[Position annotation records]
──────────

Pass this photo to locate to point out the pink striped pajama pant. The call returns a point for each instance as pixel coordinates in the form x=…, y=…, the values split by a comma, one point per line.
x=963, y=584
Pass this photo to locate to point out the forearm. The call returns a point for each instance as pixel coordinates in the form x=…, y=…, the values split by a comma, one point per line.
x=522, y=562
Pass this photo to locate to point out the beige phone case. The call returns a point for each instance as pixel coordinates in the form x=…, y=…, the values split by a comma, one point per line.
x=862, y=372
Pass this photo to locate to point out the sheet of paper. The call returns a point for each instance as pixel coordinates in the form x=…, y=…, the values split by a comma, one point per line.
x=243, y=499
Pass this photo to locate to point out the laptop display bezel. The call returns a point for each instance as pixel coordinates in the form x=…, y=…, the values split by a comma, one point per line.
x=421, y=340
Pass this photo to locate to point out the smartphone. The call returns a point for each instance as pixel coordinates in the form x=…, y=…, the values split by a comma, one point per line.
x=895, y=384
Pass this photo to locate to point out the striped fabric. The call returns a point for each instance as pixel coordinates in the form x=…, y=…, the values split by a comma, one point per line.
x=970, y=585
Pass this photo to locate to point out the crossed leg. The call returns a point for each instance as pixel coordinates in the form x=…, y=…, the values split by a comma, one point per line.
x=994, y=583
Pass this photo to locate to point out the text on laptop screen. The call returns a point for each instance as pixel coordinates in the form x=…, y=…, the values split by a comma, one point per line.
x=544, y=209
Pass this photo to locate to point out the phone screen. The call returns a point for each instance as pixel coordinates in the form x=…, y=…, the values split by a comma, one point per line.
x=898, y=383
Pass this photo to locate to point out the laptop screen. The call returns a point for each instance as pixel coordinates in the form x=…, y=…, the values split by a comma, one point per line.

──────────

◆ YOUR OBJECTIVE: Convert all the lines above into a Markdown table with the columns Row and Line, numbering each row and omitting any blank lines.

◆ THE RESULT:
| Row | Line |
|---|---|
| 1 | Pass this photo to locate to point out the pink striped pajama pant. The call returns a point for each instance as pixel coordinates in the form x=…, y=…, the values split by a comma, one point per line. |
| 2 | x=963, y=584 |
| 3 | Pass this photo to locate to point out the forearm. The call returns a point for each instance as pixel coordinates in the form x=…, y=…, the values split by a comma, one point per line. |
| 4 | x=522, y=562 |
| 5 | Pass this photo to locate to point out the beige phone case. The call returns a point for each instance as pixel coordinates in the form x=…, y=…, the values split by a comma, one point per line. |
| 6 | x=862, y=372 |
| 7 | Pass this photo to locate to point out the sheet of paper. The call returns a point for each instance as pixel coordinates in the form x=…, y=…, the values split by a comma, one point per line. |
| 8 | x=243, y=499 |
| 9 | Pass this photo to locate to point out the laptop display bezel. The call returns a point for each instance as pixel coordinates in the form x=…, y=…, the values split by a comma, one point per line. |
| 10 | x=421, y=340 |
| 11 | Pass this photo to locate to point out the smartphone. The call returns a point for each instance as pixel coordinates in the form x=…, y=…, the values split by a comma, one point per line. |
| 12 | x=895, y=384 |
| 13 | Pass this photo to locate to point out the striped fabric. The call returns a point for each instance as pixel coordinates in the form x=…, y=…, the values split by a comma, one point per line. |
| 14 | x=970, y=585 |
| 15 | Pass this photo to locate to point out the crossed leg. The call returns a point for each instance as pixel coordinates in the form x=…, y=…, the values split by a comma, one point per line. |
| 16 | x=994, y=583 |
| 17 | Pass this photo to locate to point out the text on laptop screen. The call returns a point for each instance as pixel coordinates in the form x=…, y=…, the values split by a comma, one point per line. |
| 18 | x=544, y=209 |
| 19 | Pass this photo to locate to point out the phone screen. The call returns a point for each instance as pixel coordinates in the form x=…, y=…, the values split by a comma, one point per line. |
| 20 | x=898, y=383 |
| 21 | Pass this photo to locate to point out the laptop screen. The call returns a point for each instance as pixel coordinates in the form x=…, y=…, the values split by a comma, one point per line. |